(Datensätze zur Punktplatzierung)

============================================================

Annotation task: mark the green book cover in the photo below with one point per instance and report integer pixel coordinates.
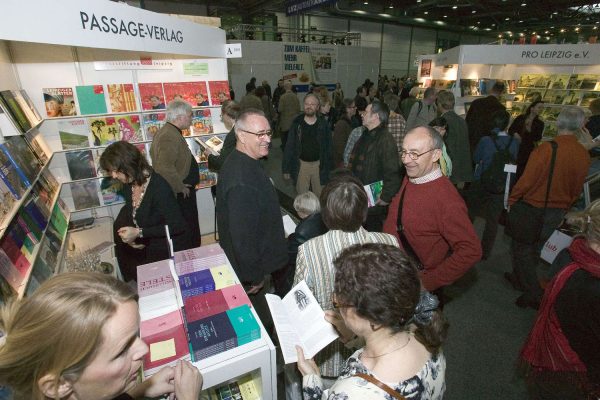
(244, 324)
(91, 99)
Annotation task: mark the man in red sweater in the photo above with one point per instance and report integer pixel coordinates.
(435, 226)
(570, 169)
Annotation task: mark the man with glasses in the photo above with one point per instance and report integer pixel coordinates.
(429, 216)
(173, 160)
(308, 154)
(248, 215)
(374, 158)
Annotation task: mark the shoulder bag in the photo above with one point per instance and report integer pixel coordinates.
(525, 222)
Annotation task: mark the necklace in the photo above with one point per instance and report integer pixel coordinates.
(389, 352)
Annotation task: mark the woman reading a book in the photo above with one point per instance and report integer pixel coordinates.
(77, 337)
(139, 229)
(379, 297)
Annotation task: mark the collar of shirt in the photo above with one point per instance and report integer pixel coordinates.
(433, 175)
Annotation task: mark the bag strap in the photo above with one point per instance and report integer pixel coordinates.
(552, 161)
(381, 385)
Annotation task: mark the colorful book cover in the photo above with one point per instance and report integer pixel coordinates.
(59, 102)
(85, 194)
(130, 128)
(166, 337)
(153, 123)
(38, 145)
(81, 164)
(111, 190)
(152, 96)
(32, 116)
(195, 93)
(91, 99)
(212, 335)
(219, 92)
(27, 163)
(244, 324)
(196, 283)
(121, 97)
(13, 107)
(12, 179)
(74, 133)
(202, 122)
(105, 130)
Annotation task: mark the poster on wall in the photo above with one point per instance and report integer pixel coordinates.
(425, 68)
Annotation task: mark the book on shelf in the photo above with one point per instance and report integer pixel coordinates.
(111, 190)
(74, 133)
(30, 113)
(152, 124)
(8, 126)
(219, 92)
(59, 102)
(222, 332)
(81, 164)
(130, 128)
(195, 93)
(152, 96)
(104, 130)
(85, 194)
(121, 97)
(15, 110)
(38, 144)
(373, 191)
(202, 122)
(300, 320)
(27, 163)
(91, 99)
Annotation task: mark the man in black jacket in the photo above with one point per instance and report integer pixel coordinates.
(375, 158)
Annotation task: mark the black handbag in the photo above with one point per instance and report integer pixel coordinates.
(525, 222)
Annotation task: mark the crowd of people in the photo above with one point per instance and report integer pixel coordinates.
(379, 269)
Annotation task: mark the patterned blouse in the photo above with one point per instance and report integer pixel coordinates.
(428, 384)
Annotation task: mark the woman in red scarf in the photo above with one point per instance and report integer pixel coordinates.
(563, 348)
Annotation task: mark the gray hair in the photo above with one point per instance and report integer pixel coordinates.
(382, 110)
(570, 119)
(307, 203)
(177, 108)
(437, 142)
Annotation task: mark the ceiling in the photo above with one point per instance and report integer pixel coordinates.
(552, 20)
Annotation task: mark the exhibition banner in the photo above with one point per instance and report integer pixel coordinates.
(310, 63)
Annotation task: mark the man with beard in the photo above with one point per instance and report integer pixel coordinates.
(308, 154)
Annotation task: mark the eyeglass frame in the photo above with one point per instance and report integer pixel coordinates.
(259, 135)
(414, 156)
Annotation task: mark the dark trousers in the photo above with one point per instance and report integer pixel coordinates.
(526, 257)
(189, 211)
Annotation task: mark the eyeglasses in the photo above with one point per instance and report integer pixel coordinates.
(413, 155)
(259, 135)
(337, 305)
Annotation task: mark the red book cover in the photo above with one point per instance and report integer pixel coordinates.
(195, 93)
(152, 96)
(219, 92)
(205, 305)
(166, 338)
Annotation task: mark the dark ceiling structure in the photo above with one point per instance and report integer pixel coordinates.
(548, 20)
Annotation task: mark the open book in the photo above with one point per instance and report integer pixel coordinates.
(300, 320)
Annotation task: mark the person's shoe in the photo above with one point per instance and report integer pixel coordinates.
(512, 279)
(523, 301)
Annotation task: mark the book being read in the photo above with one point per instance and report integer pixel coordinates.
(300, 320)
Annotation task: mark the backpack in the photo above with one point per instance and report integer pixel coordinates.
(493, 179)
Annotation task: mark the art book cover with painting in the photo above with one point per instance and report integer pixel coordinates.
(195, 93)
(121, 97)
(219, 92)
(152, 96)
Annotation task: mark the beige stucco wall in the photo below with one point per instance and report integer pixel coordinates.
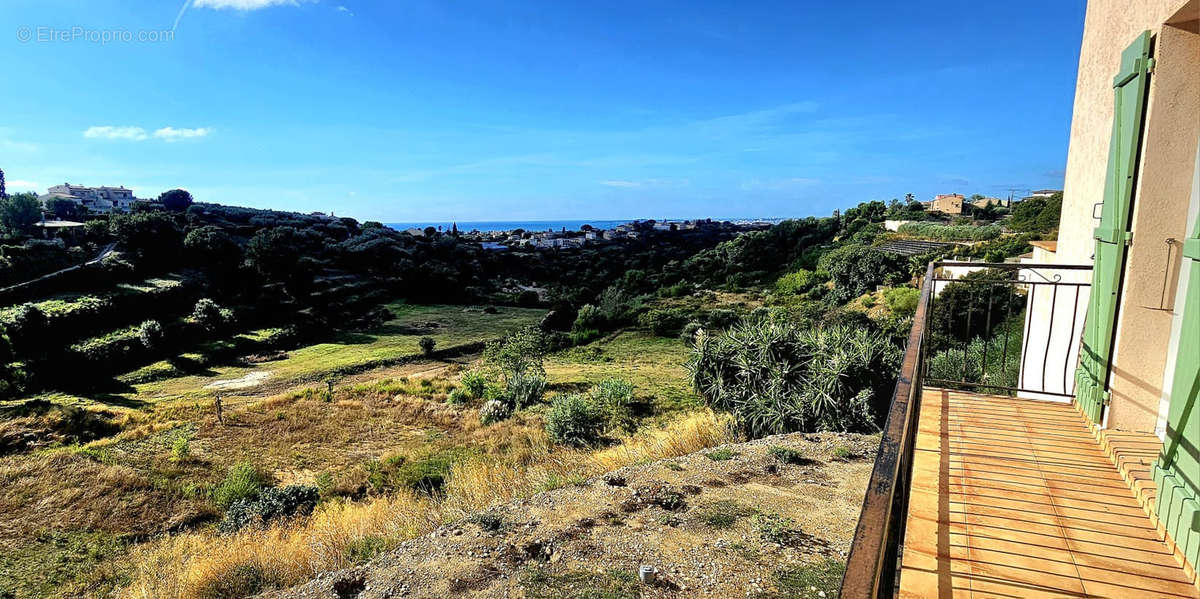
(1161, 203)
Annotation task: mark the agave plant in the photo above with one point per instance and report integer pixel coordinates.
(775, 377)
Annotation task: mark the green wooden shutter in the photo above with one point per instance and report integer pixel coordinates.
(1113, 234)
(1177, 473)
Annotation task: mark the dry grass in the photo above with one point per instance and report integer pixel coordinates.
(202, 565)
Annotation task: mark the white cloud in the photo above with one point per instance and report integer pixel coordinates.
(780, 184)
(646, 183)
(243, 5)
(109, 132)
(174, 135)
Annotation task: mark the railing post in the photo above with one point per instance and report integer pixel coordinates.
(871, 567)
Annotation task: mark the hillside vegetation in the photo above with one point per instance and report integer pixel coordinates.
(238, 401)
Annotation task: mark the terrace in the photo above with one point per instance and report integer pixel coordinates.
(989, 481)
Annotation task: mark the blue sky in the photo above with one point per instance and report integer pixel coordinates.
(466, 109)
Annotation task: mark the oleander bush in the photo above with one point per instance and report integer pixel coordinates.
(774, 377)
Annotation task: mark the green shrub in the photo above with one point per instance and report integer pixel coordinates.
(487, 521)
(690, 330)
(901, 300)
(809, 581)
(427, 474)
(583, 336)
(723, 514)
(367, 547)
(493, 411)
(243, 580)
(243, 481)
(180, 450)
(611, 399)
(270, 504)
(520, 353)
(786, 455)
(325, 484)
(795, 283)
(589, 318)
(951, 232)
(774, 377)
(573, 420)
(676, 291)
(857, 269)
(983, 360)
(151, 334)
(721, 318)
(664, 322)
(774, 528)
(474, 383)
(526, 389)
(208, 315)
(457, 397)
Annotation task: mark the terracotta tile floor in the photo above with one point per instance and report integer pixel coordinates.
(1015, 498)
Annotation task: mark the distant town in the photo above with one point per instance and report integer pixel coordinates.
(81, 201)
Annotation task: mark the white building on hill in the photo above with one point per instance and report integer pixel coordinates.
(94, 199)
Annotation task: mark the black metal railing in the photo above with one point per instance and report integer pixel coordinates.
(981, 334)
(946, 339)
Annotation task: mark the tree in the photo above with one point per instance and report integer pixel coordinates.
(18, 213)
(208, 315)
(213, 246)
(857, 269)
(1038, 215)
(154, 237)
(151, 334)
(521, 353)
(175, 199)
(775, 377)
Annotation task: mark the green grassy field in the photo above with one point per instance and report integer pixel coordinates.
(381, 346)
(653, 364)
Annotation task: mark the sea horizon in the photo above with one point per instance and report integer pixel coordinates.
(553, 225)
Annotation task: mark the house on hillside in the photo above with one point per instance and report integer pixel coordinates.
(990, 202)
(1048, 419)
(94, 199)
(948, 203)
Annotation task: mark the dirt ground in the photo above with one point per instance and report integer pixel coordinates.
(715, 525)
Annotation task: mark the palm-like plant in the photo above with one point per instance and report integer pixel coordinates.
(775, 377)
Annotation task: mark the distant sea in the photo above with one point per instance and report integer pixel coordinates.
(487, 226)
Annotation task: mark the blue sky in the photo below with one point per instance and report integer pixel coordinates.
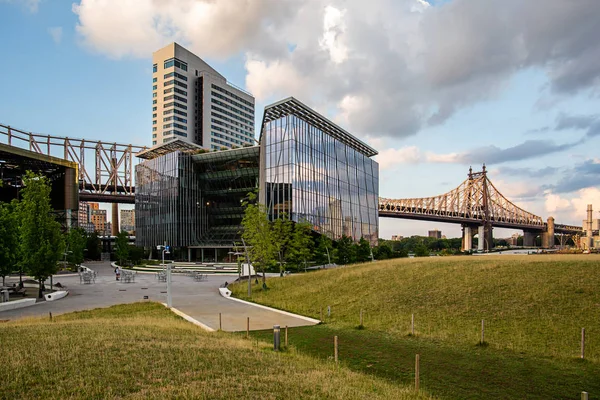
(417, 86)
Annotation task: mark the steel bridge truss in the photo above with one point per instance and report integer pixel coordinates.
(475, 201)
(109, 176)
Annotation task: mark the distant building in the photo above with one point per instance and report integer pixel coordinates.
(435, 234)
(128, 221)
(83, 215)
(193, 102)
(98, 219)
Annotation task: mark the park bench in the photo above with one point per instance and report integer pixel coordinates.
(198, 277)
(87, 277)
(128, 276)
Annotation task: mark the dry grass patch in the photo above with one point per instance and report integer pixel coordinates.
(142, 350)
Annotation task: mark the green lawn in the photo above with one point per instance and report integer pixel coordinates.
(534, 308)
(144, 351)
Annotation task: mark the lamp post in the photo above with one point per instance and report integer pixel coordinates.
(248, 262)
(165, 250)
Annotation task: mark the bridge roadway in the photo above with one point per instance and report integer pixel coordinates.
(429, 216)
(199, 300)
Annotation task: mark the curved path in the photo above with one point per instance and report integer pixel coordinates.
(199, 300)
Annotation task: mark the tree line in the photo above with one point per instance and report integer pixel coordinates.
(282, 245)
(32, 241)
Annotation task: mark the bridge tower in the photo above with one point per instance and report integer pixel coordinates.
(477, 195)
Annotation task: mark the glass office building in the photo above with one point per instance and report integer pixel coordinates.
(306, 168)
(313, 170)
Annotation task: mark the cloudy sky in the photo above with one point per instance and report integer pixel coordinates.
(434, 86)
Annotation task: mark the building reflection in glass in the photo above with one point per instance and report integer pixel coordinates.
(317, 172)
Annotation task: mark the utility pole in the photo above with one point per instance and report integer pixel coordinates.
(248, 262)
(165, 250)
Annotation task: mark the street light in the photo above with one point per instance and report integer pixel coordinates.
(165, 250)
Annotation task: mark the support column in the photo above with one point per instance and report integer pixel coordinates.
(549, 234)
(115, 219)
(467, 238)
(480, 238)
(529, 239)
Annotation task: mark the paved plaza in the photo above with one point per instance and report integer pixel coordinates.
(199, 300)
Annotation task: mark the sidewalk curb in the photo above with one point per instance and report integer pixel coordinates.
(190, 319)
(314, 321)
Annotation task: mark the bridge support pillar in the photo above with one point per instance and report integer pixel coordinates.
(485, 240)
(548, 236)
(467, 238)
(529, 238)
(114, 226)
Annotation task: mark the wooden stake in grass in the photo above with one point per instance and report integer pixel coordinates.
(482, 333)
(417, 373)
(335, 353)
(582, 343)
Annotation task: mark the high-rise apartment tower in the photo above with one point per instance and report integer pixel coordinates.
(193, 102)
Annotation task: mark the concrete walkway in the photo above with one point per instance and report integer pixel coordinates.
(199, 300)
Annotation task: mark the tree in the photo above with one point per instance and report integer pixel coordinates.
(421, 251)
(93, 246)
(323, 250)
(76, 241)
(122, 247)
(258, 235)
(345, 250)
(42, 243)
(363, 250)
(301, 244)
(136, 254)
(383, 251)
(282, 229)
(9, 238)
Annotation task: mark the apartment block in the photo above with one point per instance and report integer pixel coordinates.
(193, 102)
(128, 221)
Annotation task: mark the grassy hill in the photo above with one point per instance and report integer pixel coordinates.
(534, 308)
(144, 351)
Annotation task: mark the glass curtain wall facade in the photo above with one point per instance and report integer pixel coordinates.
(316, 172)
(167, 201)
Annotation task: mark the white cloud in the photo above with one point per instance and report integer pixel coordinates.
(406, 63)
(31, 5)
(333, 31)
(390, 158)
(56, 33)
(572, 208)
(278, 78)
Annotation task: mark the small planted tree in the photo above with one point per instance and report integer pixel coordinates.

============================================================

Aufgabenstellung: Stellen Sie die Zeilen als JSON-Liste von Strings dar, beginnend mit der Zeile, die „Annotation task: mark the art“ enthält, und endend mit der Zeile, die „(1161, 203)“ enthält, beide eingeschlossen, mit einem String pro Zeile und ohne Leerzeilen. Bilder werden in der Ausgabe weggelassen.

Ausgabe:
[
  "Annotation task: mark the art book cover with painting in the photo above with one point per instance and report integer pixel coordinates.",
  "(195, 93)",
  "(121, 97)",
  "(219, 92)",
  "(152, 96)",
  "Annotation task: mark the beige stucco wall in the photo below with one point per instance and report integer pixel coordinates.",
  "(1161, 203)"
]